◆ What the exercise asks
Please write out exactly the lines that begin at the line containing "Expected: one point per instance of the bus wheel" and run to the end of the records.

◆ Data to use

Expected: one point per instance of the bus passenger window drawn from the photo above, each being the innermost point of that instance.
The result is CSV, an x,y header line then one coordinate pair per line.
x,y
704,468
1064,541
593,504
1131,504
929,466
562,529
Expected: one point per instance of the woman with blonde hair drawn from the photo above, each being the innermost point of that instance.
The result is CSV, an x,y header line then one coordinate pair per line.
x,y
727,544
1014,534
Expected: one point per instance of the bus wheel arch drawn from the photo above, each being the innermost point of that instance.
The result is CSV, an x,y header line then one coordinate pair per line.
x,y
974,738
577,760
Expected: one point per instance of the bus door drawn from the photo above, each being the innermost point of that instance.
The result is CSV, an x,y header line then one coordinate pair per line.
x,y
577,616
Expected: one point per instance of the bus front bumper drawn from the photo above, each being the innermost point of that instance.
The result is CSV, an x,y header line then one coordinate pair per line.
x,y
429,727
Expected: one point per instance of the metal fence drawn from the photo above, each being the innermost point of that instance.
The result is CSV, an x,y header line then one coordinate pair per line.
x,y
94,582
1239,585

◆ Written answer
Expected: one point per instance of the bus wheel arch drawn from the photo above, each being the innermost point of that instance.
The result is CSV, an x,y header line then one coordinate pair per line.
x,y
974,738
577,760
Expected: one point per instance of the bus door drawn from the photo above, each being the innermost point of that instance.
The result is CSV, an x,y header line then one coordinate pair per line.
x,y
577,616
Expected: one point per instance of the bus front bumper drawn from the photo above, each being the innermost point of that instance.
The result is CSV, an x,y header line then one coordinate pair per line.
x,y
429,727
Expected: one point per instance of the metal fence drawn from the photo above, each being the innermost point of that instance.
The result is CSV, an x,y header line then one coordinate pair per line.
x,y
94,582
1239,585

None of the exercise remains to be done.